Work instruction:
The answer must consist of every line in the records below that contains the string "query".

Data for review:
******
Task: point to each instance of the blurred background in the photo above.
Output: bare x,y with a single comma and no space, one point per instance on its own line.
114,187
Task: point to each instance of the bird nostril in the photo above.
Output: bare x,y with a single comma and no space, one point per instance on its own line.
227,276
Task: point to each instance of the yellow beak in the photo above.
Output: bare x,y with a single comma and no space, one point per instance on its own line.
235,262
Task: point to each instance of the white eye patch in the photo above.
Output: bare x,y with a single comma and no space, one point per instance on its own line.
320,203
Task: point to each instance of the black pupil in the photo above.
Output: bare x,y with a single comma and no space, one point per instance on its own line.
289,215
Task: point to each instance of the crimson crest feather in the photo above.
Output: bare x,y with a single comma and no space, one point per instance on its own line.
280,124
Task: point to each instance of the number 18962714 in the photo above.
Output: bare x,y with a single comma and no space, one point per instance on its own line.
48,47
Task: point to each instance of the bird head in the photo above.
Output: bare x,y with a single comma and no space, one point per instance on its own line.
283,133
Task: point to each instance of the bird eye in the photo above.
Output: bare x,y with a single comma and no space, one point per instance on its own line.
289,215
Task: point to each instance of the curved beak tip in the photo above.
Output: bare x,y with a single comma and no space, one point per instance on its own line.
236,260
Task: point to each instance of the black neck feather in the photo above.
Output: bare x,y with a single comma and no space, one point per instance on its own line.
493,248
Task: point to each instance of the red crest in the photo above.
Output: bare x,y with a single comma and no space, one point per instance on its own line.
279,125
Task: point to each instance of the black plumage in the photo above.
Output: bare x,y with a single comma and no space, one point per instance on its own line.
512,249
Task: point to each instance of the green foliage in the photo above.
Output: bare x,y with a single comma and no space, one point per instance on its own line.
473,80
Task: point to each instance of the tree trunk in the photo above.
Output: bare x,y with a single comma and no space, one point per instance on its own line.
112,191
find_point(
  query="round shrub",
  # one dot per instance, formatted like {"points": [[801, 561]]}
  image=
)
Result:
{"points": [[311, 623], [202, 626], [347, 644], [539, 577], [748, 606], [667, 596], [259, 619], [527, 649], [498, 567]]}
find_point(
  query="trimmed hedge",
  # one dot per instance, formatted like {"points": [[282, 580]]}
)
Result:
******
Written solution:
  query="round shrub",
  query="trimmed hedge",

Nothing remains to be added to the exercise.